Print each of the rows below word for word, with no changes.
[start]
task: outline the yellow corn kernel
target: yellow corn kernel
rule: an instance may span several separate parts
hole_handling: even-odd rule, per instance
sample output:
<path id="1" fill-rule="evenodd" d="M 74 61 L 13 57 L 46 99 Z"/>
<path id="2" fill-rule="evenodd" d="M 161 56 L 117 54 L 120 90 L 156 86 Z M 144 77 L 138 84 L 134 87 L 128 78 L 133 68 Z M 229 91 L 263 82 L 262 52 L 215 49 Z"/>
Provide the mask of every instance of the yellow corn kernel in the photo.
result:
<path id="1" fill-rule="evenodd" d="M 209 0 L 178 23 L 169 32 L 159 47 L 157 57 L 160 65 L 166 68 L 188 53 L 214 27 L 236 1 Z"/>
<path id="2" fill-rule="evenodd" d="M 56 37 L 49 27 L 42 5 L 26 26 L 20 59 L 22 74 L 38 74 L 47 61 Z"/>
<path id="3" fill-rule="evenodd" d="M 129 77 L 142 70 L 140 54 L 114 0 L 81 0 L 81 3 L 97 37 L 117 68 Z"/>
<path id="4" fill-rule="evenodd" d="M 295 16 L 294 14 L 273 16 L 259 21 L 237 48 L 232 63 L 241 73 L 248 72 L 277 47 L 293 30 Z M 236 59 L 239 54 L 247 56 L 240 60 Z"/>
[end]
**Response below:**
task: outline the yellow corn kernel
target: yellow corn kernel
rule: an instance may span several separate parts
hole_handling: even-odd rule, per instance
sample output:
<path id="1" fill-rule="evenodd" d="M 74 61 L 13 57 L 46 99 Z"/>
<path id="2" fill-rule="evenodd" d="M 161 56 L 117 54 L 120 90 L 156 86 Z M 144 77 L 138 84 L 134 87 L 128 78 L 133 68 Z M 229 91 L 263 82 L 262 52 L 215 49 Z"/>
Provide the mask of every instance of the yellow corn kernel in the photo.
result:
<path id="1" fill-rule="evenodd" d="M 209 0 L 178 23 L 169 32 L 159 47 L 157 57 L 160 65 L 166 68 L 188 53 L 214 27 L 236 1 Z"/>
<path id="2" fill-rule="evenodd" d="M 56 37 L 49 27 L 42 5 L 26 26 L 20 59 L 22 74 L 38 74 L 47 61 Z"/>
<path id="3" fill-rule="evenodd" d="M 129 77 L 142 70 L 140 54 L 114 0 L 81 0 L 81 3 L 97 37 L 117 68 Z"/>
<path id="4" fill-rule="evenodd" d="M 295 16 L 294 14 L 273 16 L 259 21 L 237 48 L 232 63 L 241 73 L 248 72 L 277 47 L 293 30 Z M 236 59 L 239 54 L 247 56 L 240 60 Z"/>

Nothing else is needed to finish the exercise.